**CONSIGNE**: D'après l'hommage à Pierre Claver Damiba, quel poste ministériel a-t-il occupé à 28 ans ? Répondez en quelques mots, s'il vous plaît.

**EXTRAIT DU DOCUMENT**:
....

Actualités :: Hommage Pierre Claver Damiba : Un homme d’Etat passionné du développement (...)

A travers les lignes ci-dessous, l’institut FREE Afrik rend hommage à Pierre Claver Damiba, ancien ministre, décédé le 1er mai 2024 à l’âge de 87 ans. L’homme, qui a aussi été le premier président de la Banque Ouest africaine de développement (BOAD) est en lien avec l’Institut depuis ses débuts.

FREE Afrik se doit de rendre hommage à Pierre Claver Damiba, qui est en lien avec l’Institut depuis ses débuts. Bien évidemment, des voix plus autorisées, des personnes qui ont mieux connu l’homme, son parcours et sa contribution à son pays et à l’Afrique témoigneront, nous l’espérons, plus amplement. Pour notre part, cet hommage est un devoir.

Passionné d’économie et plus largement du développement, Pierre Claver Damiba (PCD) a gardé, jusqu’à son grand âge, une curiosité insatiable sur ces questions et une passion vive pour l’essor de son pays et de l’Afrique. Très tôt, à 28 ans, il a eu l’occasion de se coltiner les politiques de développement en qualité de ministre du plan et des travaux publics, après la première insurrection de janvier 1966. PCD a été l’un des artisans des premiers plans de développement du pays notamment le plan quadriennal 1967-1970. Il a participé, pendant plus de six ans, à l’œuvre de redressement financier et économique sous le Président Lamizana, avec à la commande le puissant argentier national, Tiemoko Marc Garango, alors ministre des finances et du commerce.

....

**Lignes d'un jeu de données de segmentation**:
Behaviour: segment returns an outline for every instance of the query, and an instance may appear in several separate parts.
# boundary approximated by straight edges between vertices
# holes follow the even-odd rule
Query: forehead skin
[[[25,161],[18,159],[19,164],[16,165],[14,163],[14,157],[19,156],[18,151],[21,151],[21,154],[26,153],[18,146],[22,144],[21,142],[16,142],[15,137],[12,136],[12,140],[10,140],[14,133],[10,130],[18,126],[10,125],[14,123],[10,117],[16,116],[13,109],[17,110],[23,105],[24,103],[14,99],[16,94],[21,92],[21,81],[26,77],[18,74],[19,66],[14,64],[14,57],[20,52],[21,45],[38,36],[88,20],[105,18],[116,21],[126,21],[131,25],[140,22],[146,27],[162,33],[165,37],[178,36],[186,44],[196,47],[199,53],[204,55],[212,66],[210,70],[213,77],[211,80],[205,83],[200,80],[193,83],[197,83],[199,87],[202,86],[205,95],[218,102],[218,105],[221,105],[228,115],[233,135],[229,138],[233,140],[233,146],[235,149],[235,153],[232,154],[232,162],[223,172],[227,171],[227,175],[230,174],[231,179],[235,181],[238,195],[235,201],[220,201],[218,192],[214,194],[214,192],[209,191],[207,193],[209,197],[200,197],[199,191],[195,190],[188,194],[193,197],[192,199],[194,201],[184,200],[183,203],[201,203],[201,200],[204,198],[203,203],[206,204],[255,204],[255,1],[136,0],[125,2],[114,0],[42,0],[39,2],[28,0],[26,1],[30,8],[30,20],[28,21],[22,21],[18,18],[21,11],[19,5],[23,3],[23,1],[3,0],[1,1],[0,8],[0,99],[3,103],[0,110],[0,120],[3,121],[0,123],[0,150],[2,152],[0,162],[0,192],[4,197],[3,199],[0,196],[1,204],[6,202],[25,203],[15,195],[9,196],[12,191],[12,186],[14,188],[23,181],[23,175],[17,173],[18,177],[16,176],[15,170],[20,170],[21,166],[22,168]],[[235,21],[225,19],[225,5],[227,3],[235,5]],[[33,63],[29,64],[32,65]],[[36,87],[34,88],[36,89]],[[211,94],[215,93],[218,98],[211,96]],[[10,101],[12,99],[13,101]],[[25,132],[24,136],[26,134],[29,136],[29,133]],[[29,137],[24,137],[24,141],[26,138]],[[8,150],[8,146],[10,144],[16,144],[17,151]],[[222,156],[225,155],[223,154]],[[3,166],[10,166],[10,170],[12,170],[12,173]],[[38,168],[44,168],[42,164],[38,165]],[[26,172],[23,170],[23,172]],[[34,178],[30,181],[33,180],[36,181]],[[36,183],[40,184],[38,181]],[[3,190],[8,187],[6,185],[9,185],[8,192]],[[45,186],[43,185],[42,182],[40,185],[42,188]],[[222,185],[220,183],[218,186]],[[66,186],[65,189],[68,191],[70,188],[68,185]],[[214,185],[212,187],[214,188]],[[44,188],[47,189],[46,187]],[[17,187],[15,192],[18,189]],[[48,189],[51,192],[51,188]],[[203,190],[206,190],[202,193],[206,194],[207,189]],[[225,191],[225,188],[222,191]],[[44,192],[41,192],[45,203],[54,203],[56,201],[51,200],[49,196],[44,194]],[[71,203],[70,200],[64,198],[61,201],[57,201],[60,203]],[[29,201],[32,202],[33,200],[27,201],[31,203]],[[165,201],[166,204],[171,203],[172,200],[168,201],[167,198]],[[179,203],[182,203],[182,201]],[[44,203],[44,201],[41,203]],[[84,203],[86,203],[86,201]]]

....

**RÉPONSE ATTENDUE**: Ministre du plan et des travaux publics.